» Given task: Copy out the lines of the listing below verbatim, starting at the line containing "Trace the outline of every instance of the farmland" and ending at the line containing "[[[55,129],[50,120],[0,107],[0,157],[37,142]]]".
# Material to process start
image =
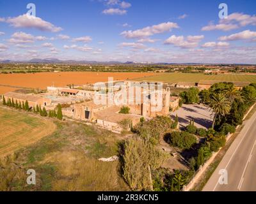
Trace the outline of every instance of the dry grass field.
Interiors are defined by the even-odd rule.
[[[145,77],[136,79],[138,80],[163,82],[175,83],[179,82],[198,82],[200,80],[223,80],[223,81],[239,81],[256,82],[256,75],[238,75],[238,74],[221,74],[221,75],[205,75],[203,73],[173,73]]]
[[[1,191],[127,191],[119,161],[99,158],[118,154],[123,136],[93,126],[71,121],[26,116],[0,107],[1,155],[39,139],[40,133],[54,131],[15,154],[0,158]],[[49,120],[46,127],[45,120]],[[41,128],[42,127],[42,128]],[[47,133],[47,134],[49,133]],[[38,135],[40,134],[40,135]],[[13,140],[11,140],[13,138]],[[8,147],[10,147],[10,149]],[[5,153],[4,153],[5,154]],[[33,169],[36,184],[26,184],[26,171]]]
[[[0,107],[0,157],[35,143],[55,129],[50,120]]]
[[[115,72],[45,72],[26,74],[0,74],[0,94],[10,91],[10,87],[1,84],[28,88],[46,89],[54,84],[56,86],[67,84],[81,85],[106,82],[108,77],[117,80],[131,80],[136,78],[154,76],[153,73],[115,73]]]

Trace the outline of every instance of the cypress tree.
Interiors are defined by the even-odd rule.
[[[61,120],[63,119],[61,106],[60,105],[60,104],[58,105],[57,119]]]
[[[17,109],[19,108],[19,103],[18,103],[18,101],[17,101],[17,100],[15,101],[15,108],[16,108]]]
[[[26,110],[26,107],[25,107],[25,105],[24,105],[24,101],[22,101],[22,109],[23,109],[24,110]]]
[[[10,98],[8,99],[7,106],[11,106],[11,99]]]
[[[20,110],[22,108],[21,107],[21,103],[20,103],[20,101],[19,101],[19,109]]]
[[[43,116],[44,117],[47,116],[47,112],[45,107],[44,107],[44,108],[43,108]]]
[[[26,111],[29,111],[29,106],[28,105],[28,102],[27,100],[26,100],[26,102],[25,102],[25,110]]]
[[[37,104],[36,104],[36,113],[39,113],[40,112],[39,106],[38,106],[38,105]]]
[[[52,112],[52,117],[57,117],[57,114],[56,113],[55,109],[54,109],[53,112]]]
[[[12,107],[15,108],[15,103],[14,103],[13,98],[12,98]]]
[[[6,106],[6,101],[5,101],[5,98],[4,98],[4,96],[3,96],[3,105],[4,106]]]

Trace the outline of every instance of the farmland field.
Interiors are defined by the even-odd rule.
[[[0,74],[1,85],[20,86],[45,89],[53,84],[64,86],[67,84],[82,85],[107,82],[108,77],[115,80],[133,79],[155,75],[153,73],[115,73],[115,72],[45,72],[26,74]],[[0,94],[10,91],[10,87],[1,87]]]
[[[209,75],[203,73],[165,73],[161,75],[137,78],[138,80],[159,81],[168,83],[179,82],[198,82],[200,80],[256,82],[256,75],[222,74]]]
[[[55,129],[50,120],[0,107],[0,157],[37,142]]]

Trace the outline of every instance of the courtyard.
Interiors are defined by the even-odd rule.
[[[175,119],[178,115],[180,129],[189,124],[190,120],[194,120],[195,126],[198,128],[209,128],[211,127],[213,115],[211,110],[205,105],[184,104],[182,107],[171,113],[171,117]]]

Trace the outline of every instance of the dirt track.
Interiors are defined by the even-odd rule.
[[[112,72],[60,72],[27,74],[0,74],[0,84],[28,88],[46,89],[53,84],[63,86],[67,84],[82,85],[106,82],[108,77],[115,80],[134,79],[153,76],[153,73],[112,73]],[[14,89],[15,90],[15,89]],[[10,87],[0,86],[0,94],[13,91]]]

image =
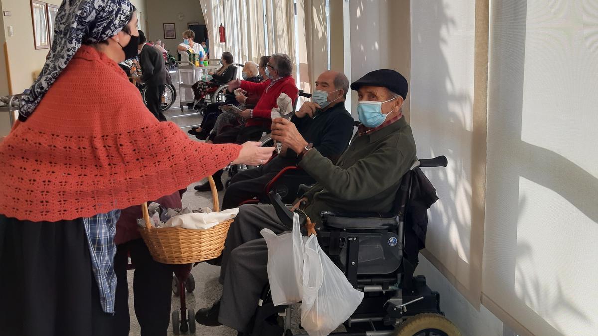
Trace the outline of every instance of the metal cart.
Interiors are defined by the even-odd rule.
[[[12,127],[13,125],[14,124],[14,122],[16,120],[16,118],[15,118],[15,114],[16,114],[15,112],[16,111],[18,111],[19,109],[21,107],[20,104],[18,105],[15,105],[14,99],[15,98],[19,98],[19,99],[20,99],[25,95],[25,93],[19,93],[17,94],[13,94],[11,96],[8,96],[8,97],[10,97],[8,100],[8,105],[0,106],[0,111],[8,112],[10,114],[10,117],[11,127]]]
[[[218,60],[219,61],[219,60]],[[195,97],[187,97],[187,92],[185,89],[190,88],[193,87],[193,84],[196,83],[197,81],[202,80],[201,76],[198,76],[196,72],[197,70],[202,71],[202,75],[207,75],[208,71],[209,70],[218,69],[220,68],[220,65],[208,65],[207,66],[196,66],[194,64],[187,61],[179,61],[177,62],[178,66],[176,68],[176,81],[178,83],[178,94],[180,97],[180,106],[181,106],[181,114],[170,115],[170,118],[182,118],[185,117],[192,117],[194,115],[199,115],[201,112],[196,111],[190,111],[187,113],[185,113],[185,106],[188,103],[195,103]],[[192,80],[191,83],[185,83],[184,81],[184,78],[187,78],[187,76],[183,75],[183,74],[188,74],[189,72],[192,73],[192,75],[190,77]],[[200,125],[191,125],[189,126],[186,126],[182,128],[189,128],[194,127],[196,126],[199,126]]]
# Material to process end
» Written response:
Trace the outline of every instance of the farmland field.
Interiors are defined by the even-odd rule.
[[[0,74],[1,85],[20,86],[45,89],[53,84],[64,86],[67,84],[82,85],[107,82],[108,77],[115,80],[133,79],[155,75],[153,73],[115,73],[115,72],[45,72],[26,74]],[[0,94],[10,91],[10,87],[1,87]]]
[[[209,75],[203,73],[165,73],[161,75],[137,78],[138,80],[159,81],[168,83],[179,82],[198,82],[200,80],[256,82],[256,75],[222,74]]]
[[[55,129],[50,120],[0,107],[0,157],[37,142]]]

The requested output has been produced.